* [Required action]: Where the line with "of the lawn" appears in the records below, start there and transcribe each line exactly through the last.

** Opening Data to process block **

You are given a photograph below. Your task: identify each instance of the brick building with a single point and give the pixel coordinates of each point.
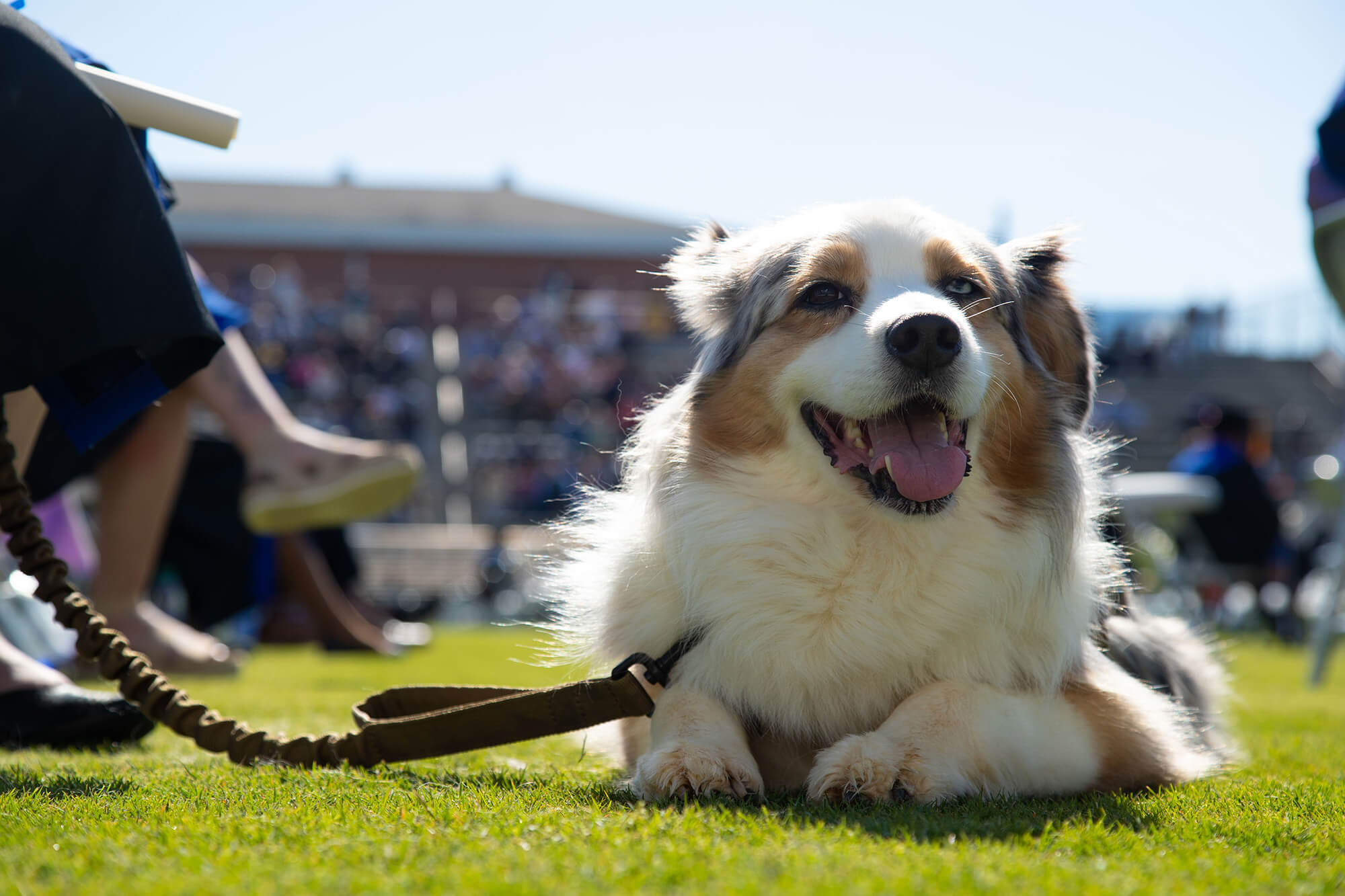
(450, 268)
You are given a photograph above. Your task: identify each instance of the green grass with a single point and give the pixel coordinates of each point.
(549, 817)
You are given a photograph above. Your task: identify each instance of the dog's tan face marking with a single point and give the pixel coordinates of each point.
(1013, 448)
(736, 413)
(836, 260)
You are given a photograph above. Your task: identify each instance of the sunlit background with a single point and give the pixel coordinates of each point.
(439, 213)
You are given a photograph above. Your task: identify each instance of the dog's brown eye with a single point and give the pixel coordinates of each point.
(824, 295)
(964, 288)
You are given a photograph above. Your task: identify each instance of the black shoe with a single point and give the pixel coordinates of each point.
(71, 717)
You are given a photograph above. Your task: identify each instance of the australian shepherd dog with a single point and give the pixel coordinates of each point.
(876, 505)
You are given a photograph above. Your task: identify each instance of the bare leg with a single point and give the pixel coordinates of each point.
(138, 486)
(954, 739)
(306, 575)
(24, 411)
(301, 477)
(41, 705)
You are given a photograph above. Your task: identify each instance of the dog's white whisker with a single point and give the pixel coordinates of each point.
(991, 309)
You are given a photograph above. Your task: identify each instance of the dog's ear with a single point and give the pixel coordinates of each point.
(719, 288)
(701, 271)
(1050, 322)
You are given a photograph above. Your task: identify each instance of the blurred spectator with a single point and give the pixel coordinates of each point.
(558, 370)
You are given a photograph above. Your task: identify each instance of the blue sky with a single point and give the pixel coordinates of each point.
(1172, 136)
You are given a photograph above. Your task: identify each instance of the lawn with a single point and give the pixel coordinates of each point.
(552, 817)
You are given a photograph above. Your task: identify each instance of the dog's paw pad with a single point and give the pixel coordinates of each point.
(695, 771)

** Closing Data to process block **

* [Task response]:
You are given a photograph above. Your task: identify each instance of the lawn with a single point and give the pixel coordinates of each point.
(552, 817)
You are given a photograph above. Your task: identify each instance of the dog's paw pad with a single point and give the pixel coordinates of each point.
(695, 771)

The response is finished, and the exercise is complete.